— Exercise —
Rewrite every line of this listing, requests included, multiplying each point coordinate in the answers by 2.15 and rounding it to the nearest whole number, with halves rounded up. Leave the numbers in the requests and in their format samples unchanged.

□ □ □

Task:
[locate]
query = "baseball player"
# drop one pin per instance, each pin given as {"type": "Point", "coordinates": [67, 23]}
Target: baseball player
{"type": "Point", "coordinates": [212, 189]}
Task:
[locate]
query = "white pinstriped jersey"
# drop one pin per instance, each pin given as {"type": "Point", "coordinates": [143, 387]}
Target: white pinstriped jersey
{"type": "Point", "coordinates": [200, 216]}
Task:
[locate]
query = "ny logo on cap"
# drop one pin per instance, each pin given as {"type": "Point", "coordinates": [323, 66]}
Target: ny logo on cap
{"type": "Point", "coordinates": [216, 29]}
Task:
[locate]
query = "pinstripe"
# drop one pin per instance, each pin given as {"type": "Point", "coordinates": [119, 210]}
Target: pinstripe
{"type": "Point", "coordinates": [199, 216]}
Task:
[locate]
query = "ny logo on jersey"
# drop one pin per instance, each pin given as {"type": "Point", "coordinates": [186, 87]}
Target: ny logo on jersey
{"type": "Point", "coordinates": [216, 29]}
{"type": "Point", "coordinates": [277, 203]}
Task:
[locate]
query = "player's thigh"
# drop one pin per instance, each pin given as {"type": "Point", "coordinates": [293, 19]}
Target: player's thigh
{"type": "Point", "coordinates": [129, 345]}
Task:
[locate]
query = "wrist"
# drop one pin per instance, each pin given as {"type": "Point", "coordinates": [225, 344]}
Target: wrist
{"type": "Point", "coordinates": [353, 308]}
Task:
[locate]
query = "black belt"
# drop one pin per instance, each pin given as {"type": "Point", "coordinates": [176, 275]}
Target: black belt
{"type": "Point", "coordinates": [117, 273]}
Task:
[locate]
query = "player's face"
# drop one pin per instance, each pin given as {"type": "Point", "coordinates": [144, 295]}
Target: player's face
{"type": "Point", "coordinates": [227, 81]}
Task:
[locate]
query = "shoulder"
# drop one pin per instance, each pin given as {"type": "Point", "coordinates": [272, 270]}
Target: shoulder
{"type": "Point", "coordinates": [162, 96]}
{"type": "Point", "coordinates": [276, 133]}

□ □ □

— The solution —
Task:
[locate]
query = "baseball player"
# drop one pin per instance, each pin given as {"type": "Point", "coordinates": [67, 23]}
Target: baseball player
{"type": "Point", "coordinates": [456, 406]}
Task:
[locate]
query = "white pinstriped jersey"
# drop one pin per instance, each pin given as {"type": "Point", "coordinates": [143, 387]}
Target: white pinstriped jersey
{"type": "Point", "coordinates": [430, 464]}
Task:
[locate]
query = "ny logo on cap"
# drop one pin per instance, each pin given as {"type": "Point", "coordinates": [323, 66]}
Target: ny logo on cap
{"type": "Point", "coordinates": [464, 62]}
Task:
[locate]
query = "pinstripe"
# drop one pin per instance, each pin given as {"type": "Point", "coordinates": [119, 210]}
Target: pinstripe
{"type": "Point", "coordinates": [428, 464]}
Task:
[locate]
query = "ny logo on jersey"
# drop one pin per instance, each pin given as {"type": "Point", "coordinates": [186, 87]}
Target: ny logo on jersey
{"type": "Point", "coordinates": [464, 62]}
{"type": "Point", "coordinates": [596, 436]}
Task:
[locate]
query = "player's thigh"
# drop one pin per instance, each pin given as {"type": "Point", "coordinates": [293, 19]}
Target: player's thigh
{"type": "Point", "coordinates": [277, 742]}
Task:
[locate]
query = "wrist"
# drop one pin per instance, each pin given as {"type": "Point", "coordinates": [225, 344]}
Target: wrist
{"type": "Point", "coordinates": [759, 662]}
Task:
[locate]
query = "black belt"
# drop one pin per instance, each pin given as {"type": "Point", "coordinates": [176, 275]}
Target: black belt
{"type": "Point", "coordinates": [252, 587]}
Task:
[locate]
query = "player's face"
# drop one pin per instance, each pin given as {"type": "Point", "coordinates": [144, 295]}
Target: player's face
{"type": "Point", "coordinates": [488, 174]}
Task:
[locate]
query = "shoulder"
# drop one pin per instance, each pin given as {"type": "Point", "coordinates": [272, 270]}
Target: shoulder
{"type": "Point", "coordinates": [348, 206]}
{"type": "Point", "coordinates": [593, 286]}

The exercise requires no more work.